### WHAT THE TASK ASKS:
Exactly the lines from the one containing "Q: Provide one point on every instance of the red poster" through the final line of the listing are to be retyped, and nothing more.
-- start of EXCERPTED DATA --
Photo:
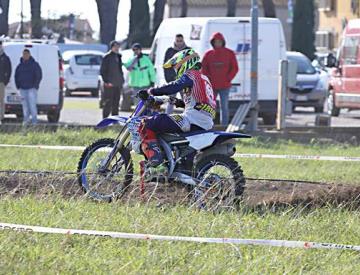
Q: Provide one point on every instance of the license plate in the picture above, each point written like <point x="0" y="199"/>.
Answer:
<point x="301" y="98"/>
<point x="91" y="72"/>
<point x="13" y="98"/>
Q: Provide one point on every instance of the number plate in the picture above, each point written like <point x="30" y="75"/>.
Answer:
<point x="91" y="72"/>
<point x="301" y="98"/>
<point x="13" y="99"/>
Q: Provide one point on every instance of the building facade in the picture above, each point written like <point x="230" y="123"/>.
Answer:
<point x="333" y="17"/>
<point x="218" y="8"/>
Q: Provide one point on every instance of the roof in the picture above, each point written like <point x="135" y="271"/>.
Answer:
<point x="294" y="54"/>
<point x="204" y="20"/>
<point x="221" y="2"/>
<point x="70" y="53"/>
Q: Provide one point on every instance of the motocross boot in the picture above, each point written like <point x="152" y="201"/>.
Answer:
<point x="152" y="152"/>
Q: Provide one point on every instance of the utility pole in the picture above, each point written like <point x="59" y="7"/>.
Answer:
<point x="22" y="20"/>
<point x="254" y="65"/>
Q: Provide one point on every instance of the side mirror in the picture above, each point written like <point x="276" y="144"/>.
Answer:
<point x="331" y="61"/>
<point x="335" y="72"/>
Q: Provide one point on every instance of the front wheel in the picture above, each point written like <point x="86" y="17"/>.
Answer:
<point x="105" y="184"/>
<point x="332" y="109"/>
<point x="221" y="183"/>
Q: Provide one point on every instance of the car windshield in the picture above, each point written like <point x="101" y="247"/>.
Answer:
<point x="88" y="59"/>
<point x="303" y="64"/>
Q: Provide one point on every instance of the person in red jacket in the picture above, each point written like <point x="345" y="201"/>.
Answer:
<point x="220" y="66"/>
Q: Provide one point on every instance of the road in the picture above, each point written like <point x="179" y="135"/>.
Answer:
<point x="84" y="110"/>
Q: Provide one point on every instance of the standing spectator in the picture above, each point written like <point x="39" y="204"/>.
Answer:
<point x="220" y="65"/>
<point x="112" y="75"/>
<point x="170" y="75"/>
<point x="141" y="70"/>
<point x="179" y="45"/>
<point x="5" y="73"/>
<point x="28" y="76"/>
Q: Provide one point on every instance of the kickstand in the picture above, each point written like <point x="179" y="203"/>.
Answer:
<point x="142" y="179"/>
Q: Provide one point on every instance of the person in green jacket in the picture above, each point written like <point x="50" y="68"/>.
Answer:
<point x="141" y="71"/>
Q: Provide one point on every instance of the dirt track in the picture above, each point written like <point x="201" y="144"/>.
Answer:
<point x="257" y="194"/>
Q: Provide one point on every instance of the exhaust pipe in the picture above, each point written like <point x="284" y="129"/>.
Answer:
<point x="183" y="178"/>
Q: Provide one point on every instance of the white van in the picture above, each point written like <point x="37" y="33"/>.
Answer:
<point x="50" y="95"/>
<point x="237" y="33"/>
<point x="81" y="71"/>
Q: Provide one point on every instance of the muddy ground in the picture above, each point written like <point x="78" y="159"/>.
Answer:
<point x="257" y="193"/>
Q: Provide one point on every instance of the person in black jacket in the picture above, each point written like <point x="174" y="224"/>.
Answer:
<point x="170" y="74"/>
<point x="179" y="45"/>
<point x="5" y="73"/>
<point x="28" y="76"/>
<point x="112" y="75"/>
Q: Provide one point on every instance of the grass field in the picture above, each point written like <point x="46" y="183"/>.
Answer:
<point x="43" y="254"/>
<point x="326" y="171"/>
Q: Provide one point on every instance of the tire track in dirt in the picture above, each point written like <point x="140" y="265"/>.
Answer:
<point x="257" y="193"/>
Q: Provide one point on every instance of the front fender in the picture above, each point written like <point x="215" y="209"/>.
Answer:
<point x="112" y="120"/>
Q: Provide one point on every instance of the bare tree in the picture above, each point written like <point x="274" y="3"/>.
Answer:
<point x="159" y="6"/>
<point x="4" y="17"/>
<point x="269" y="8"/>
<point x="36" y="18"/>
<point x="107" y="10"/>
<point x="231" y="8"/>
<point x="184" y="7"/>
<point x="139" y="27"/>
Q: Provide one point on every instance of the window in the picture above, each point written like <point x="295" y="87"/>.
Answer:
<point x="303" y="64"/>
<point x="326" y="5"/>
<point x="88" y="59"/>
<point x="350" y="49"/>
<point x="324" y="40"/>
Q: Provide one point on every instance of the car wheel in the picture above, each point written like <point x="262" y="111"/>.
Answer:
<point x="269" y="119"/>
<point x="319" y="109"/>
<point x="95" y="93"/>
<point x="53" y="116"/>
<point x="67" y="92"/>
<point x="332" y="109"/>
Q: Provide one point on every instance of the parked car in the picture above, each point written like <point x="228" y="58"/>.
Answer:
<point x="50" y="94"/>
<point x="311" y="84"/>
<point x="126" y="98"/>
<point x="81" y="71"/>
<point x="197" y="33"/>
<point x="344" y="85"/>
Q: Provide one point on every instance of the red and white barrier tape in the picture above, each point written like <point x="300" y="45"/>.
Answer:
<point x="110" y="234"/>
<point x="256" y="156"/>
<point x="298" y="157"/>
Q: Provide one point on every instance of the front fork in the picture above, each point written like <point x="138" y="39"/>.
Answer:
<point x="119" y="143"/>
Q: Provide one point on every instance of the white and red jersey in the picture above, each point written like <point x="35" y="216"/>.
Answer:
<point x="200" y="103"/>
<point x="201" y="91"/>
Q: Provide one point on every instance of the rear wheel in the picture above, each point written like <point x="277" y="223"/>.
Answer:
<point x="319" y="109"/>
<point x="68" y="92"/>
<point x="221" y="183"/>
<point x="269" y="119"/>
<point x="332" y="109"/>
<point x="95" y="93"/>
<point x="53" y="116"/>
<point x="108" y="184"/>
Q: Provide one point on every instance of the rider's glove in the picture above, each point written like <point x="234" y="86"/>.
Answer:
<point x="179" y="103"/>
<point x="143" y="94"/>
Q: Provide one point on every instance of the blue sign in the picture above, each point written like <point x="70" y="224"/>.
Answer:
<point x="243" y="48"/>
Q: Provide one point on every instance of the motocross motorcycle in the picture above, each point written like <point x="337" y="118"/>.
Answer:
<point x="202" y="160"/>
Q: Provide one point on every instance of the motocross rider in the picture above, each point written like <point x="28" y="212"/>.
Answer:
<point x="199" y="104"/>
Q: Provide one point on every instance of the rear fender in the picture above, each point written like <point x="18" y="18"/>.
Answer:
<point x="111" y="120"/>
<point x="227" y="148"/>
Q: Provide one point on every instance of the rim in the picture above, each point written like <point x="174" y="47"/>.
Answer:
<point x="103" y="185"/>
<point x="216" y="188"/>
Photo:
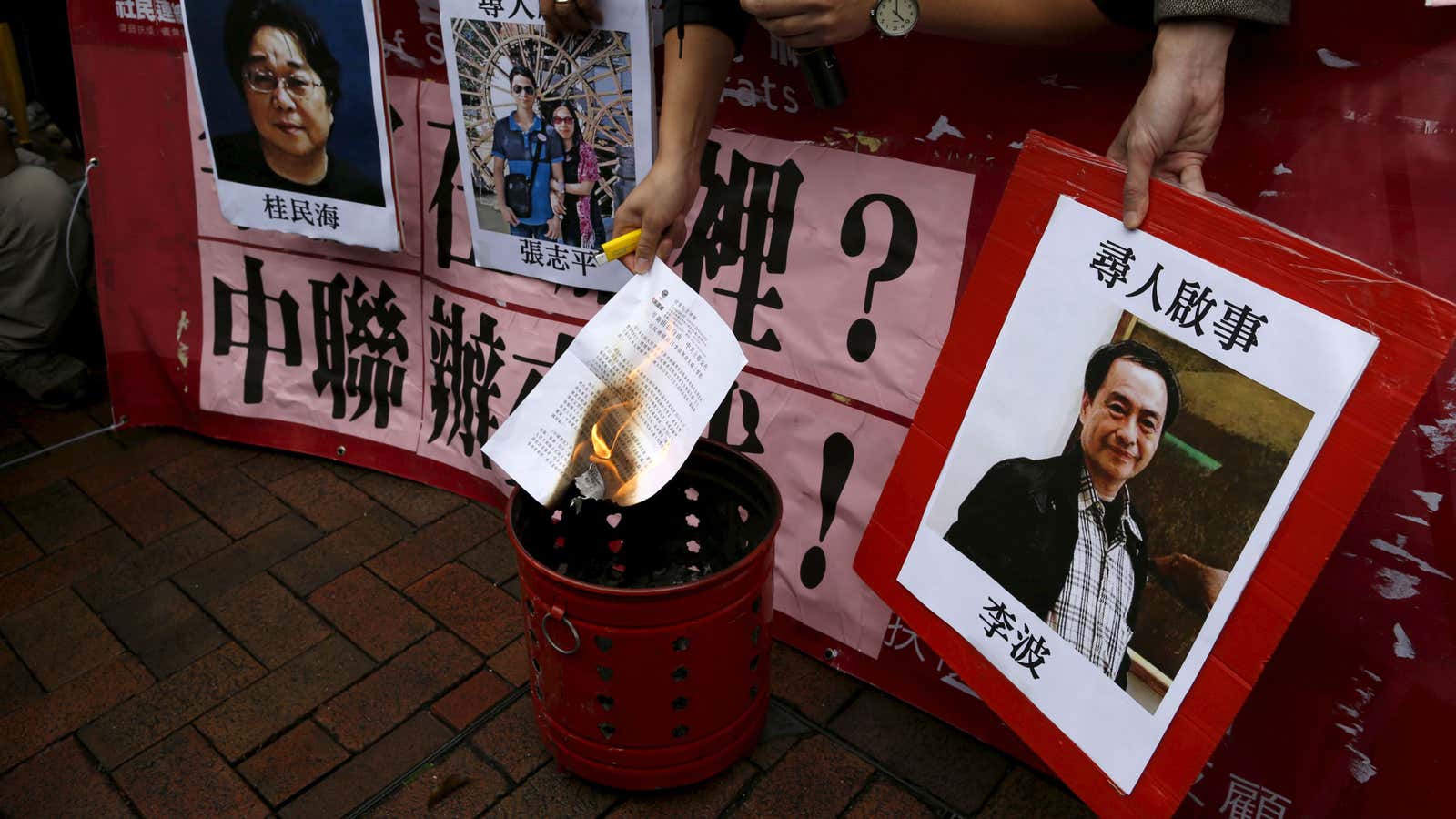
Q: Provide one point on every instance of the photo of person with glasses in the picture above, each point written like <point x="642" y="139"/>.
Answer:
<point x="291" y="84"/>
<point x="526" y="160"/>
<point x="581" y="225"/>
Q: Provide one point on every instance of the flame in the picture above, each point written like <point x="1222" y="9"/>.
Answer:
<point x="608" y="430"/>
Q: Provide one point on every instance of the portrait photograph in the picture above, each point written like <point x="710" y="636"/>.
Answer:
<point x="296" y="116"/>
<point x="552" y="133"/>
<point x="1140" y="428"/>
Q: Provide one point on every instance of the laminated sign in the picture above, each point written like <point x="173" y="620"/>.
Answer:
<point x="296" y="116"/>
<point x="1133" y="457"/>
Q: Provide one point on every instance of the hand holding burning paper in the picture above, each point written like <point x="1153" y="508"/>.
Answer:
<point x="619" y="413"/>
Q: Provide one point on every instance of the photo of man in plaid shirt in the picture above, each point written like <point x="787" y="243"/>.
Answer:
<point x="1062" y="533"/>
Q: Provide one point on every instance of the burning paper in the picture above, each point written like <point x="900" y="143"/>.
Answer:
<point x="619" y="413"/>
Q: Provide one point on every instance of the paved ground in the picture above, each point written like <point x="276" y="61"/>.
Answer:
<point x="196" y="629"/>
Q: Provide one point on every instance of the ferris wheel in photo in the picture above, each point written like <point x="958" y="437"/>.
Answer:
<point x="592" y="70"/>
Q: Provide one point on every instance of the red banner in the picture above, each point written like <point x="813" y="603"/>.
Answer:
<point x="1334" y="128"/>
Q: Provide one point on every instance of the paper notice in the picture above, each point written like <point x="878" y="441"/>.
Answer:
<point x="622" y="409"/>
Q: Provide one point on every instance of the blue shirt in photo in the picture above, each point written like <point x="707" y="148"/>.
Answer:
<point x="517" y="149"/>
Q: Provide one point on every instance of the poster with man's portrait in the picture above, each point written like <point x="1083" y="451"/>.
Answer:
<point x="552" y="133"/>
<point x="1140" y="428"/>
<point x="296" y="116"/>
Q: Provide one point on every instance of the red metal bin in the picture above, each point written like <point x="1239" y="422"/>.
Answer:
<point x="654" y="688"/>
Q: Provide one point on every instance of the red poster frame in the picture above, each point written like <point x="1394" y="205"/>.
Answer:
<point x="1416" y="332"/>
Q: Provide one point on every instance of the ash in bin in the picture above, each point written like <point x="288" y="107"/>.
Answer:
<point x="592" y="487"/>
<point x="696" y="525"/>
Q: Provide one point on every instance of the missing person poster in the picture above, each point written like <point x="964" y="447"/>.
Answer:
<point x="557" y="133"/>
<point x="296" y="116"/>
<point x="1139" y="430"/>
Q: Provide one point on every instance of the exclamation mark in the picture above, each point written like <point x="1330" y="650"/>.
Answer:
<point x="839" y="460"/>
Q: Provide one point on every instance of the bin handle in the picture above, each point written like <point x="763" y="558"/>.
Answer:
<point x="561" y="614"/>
-- end of EXCERPTED DATA --
### RESPONSE FOR THIS EXERCISE:
Q: Provide one point on every instance of the red poster frame in the picture above, each point written like <point x="1394" y="205"/>.
Answer:
<point x="1416" y="332"/>
Q: Provide one point on every instance of the ash in bin in the picture above, each point written like <point x="288" y="107"/>.
Answer:
<point x="592" y="487"/>
<point x="696" y="525"/>
Q: Provide one point on every instance of the missing person poster in the picture above, each point written like <point x="964" y="447"/>.
Answer:
<point x="557" y="133"/>
<point x="296" y="116"/>
<point x="1139" y="430"/>
Q: Provide one point on every instance of the exclamation mark in the picture above, each point written like <point x="1330" y="650"/>.
Answer:
<point x="839" y="460"/>
Q: Provide one point on every instance of the bin handle in the picture above, each point written like <point x="763" y="558"/>.
Answer:
<point x="561" y="614"/>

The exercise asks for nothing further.